In the lines below, find the one that contains "Each instance receives one keypoint. Mark the chair" and write it out exactly, along with every line that follows it.

- Material to process:
* * * * *

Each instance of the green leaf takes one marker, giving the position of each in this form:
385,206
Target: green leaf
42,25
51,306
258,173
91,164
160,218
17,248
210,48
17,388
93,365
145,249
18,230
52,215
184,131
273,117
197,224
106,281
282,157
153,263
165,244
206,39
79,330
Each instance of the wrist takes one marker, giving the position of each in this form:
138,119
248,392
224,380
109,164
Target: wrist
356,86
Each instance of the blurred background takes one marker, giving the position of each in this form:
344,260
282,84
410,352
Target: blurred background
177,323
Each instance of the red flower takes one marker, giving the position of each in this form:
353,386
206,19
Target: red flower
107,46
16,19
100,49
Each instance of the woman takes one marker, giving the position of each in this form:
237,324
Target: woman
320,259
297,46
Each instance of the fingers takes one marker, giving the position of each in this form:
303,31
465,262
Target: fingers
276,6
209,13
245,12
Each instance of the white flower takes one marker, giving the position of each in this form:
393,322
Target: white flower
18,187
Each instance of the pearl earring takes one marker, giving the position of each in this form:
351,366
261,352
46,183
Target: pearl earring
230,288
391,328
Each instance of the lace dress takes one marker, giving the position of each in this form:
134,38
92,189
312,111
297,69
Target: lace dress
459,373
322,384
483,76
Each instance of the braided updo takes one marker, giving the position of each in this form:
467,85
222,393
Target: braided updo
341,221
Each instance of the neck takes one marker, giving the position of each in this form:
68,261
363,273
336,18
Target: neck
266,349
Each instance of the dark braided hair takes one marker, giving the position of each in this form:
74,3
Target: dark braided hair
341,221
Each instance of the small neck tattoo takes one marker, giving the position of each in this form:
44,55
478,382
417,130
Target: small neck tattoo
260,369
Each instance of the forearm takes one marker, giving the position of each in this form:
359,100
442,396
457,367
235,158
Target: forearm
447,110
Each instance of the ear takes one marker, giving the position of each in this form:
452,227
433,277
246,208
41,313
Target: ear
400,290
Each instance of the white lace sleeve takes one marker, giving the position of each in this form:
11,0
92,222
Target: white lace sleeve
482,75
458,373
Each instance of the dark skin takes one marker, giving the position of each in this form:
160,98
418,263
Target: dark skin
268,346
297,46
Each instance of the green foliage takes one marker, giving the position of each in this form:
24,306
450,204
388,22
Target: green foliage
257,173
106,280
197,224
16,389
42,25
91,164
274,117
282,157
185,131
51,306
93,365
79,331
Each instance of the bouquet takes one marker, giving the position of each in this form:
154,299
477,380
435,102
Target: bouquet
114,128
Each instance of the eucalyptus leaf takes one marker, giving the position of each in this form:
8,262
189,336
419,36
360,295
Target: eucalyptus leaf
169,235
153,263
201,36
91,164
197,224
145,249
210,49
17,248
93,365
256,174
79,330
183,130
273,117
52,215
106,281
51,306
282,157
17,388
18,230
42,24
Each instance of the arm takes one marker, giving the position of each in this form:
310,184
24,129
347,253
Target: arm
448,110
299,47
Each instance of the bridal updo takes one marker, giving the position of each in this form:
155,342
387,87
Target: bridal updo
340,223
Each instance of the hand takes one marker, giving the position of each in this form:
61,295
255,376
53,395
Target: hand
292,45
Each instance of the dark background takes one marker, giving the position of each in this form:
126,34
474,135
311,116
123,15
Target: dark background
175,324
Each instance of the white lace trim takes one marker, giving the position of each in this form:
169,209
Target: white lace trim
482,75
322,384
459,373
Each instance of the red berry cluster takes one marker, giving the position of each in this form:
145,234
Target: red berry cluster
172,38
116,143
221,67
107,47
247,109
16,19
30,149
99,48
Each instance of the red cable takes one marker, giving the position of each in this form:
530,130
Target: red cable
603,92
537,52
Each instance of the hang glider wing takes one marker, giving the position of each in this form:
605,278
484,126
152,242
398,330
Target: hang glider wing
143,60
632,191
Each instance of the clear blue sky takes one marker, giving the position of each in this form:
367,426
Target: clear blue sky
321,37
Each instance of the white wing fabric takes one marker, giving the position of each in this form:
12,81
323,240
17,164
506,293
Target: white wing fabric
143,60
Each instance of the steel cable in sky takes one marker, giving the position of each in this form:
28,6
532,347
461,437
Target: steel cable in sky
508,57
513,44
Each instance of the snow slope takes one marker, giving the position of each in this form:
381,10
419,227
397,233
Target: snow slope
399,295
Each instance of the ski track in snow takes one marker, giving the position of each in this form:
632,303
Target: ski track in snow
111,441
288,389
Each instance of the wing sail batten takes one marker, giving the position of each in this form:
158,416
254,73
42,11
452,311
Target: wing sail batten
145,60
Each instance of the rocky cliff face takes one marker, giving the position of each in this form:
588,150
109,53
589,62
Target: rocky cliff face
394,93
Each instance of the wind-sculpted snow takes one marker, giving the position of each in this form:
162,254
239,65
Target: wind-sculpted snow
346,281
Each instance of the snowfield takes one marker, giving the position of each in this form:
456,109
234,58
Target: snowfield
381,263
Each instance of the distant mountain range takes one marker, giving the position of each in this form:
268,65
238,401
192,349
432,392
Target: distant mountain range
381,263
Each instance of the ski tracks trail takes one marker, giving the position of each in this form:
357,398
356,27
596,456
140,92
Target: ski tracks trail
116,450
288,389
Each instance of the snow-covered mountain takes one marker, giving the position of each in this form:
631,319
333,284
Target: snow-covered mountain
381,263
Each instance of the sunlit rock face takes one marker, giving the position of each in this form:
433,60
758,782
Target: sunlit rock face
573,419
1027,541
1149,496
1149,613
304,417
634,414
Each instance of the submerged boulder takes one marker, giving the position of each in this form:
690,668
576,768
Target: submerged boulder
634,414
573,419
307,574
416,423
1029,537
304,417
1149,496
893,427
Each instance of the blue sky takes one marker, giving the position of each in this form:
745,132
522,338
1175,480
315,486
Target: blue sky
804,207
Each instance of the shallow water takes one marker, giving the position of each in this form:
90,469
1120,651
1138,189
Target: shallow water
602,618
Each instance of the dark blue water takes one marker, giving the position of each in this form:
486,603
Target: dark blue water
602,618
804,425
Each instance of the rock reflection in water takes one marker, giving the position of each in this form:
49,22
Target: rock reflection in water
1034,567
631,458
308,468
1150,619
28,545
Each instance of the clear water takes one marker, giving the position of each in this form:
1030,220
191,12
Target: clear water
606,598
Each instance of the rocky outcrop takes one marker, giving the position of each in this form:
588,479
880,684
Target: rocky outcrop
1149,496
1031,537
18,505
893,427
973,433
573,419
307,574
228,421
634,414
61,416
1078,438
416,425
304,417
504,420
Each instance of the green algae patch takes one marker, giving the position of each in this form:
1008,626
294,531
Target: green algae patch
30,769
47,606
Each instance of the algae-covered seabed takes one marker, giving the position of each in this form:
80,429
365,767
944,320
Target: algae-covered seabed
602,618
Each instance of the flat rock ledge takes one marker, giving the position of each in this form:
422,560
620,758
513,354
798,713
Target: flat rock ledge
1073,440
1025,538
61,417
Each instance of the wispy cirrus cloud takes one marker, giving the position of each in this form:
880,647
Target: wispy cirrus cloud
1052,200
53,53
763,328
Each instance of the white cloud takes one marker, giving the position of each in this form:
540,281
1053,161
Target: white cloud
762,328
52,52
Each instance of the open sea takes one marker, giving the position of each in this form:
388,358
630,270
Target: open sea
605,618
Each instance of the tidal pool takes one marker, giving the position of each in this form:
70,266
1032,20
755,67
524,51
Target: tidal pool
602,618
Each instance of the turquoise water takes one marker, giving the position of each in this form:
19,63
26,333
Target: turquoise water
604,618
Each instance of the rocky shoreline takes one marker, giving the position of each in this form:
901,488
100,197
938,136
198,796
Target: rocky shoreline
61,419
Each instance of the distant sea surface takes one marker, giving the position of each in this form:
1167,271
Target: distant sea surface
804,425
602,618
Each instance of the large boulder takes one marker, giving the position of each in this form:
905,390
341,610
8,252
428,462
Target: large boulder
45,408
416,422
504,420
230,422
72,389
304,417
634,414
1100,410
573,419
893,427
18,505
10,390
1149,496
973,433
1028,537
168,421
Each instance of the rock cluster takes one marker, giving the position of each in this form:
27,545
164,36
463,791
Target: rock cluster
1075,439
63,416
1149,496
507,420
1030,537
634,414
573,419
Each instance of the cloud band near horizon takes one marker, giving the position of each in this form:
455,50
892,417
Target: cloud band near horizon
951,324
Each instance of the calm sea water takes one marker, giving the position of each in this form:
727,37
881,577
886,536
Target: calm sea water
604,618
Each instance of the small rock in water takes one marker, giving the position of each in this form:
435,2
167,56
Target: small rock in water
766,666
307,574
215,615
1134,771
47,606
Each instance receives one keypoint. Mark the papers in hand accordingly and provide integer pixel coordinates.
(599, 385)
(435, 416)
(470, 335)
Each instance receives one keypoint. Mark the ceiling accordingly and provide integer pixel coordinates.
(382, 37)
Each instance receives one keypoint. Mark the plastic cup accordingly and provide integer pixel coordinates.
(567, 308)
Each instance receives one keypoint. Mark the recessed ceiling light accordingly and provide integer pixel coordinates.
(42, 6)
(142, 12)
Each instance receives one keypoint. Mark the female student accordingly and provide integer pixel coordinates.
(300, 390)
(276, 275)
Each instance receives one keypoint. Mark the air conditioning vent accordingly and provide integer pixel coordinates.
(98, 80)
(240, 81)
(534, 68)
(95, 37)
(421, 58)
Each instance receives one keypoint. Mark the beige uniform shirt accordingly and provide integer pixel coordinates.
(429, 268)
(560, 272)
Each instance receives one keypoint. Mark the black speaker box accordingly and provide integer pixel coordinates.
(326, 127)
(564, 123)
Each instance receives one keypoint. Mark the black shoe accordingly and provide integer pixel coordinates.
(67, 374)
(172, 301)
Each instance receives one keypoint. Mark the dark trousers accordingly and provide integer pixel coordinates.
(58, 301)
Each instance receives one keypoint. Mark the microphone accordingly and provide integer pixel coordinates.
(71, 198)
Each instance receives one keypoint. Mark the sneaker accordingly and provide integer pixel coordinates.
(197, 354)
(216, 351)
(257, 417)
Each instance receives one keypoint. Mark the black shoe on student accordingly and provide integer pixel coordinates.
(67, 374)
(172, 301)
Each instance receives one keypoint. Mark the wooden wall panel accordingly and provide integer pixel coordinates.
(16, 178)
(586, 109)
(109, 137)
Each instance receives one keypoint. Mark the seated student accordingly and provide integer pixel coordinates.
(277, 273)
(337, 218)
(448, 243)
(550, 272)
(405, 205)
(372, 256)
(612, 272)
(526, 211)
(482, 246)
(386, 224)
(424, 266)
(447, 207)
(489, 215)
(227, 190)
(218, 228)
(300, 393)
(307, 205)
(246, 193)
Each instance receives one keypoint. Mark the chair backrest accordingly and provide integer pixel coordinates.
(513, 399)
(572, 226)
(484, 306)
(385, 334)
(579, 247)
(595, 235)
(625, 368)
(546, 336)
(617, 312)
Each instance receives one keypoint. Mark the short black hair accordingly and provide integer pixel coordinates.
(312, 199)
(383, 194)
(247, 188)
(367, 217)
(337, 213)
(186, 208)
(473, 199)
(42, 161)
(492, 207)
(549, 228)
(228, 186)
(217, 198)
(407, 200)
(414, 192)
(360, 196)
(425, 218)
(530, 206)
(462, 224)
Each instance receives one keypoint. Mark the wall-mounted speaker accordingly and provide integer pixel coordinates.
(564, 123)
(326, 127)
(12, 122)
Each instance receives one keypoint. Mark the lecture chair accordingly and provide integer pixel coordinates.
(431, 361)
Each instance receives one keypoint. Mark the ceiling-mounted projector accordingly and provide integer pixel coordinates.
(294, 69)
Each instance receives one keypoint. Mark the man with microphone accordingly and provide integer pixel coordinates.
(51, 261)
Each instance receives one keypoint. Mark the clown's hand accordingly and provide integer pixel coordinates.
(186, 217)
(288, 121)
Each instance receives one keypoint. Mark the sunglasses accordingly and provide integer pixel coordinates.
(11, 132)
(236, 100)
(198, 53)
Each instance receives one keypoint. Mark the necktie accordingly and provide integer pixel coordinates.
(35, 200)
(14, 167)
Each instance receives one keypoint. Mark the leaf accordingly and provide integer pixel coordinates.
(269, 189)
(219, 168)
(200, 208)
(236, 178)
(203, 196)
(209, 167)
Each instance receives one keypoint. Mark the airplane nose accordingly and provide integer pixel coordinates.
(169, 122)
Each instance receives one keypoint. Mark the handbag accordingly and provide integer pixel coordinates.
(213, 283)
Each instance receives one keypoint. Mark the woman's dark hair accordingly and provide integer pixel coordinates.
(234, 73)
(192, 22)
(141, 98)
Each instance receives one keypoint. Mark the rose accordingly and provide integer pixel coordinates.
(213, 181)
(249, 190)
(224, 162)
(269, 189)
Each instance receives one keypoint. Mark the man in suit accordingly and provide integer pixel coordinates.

* * * * *

- Output of the exercise:
Each instance receives one keypoint. Mark the chair backrest accordingly and provide integer pixel coordinates.
(513, 399)
(572, 226)
(484, 306)
(385, 334)
(579, 247)
(595, 235)
(625, 368)
(546, 336)
(617, 312)
Each instance receives one keypoint. Mark the short black hair accordingly and provide integer pixel coordinates.
(312, 199)
(383, 194)
(247, 188)
(367, 217)
(337, 213)
(186, 208)
(473, 199)
(42, 161)
(492, 207)
(549, 228)
(228, 186)
(217, 198)
(407, 200)
(414, 192)
(360, 196)
(425, 218)
(530, 206)
(462, 224)
Each instance receives one keypoint. Mark the wall-mounted speaker accordingly and provide integer pixel coordinates.
(564, 123)
(326, 127)
(12, 122)
Each instance receives one keypoint. Mark the lecture chair accordingly and provide integer pixel coordinates.
(431, 361)
Each instance receives one keypoint. Mark the ceiling-mounted projector accordingly and provide integer pixel coordinates.
(294, 69)
Each instance receives one keypoint. Mark the man with microphone accordingly and provide integer pixel coordinates.
(51, 261)
Each instance receives one keypoint. Mark the clown's hand accordingly and provide integer pixel coordinates.
(186, 217)
(288, 121)
Each instance receives one keypoint. Mark the sunglasses accordingly and provide integer pixel coordinates.
(11, 132)
(236, 100)
(198, 53)
Each instance receives one keypoint. Mark the necktie accordingly and provide integer pixel coordinates.
(35, 200)
(14, 167)
Each instance receives one keypoint. Mark the leaf accordingly and provide integer pixel coordinates.
(269, 189)
(219, 168)
(200, 208)
(236, 178)
(203, 196)
(209, 167)
Each instance receives one keypoint. Mark the airplane nose accordingly and provide integer pixel coordinates.
(169, 122)
Each instance receives one keypoint. Mark the handbag accordingly and provide integer pixel coordinates.
(213, 283)
Each instance receives one keypoint. Mark the woman's dark hair accordingly and provide integer pixel coordinates.
(234, 73)
(192, 22)
(141, 98)
Each instance receives one keypoint. Mark the rose accordingly and provide integer pixel coordinates.
(213, 181)
(249, 190)
(224, 162)
(269, 189)
Each instance receives one keypoint. Mark the man in suit accordingly and provide integer pixel coordinates.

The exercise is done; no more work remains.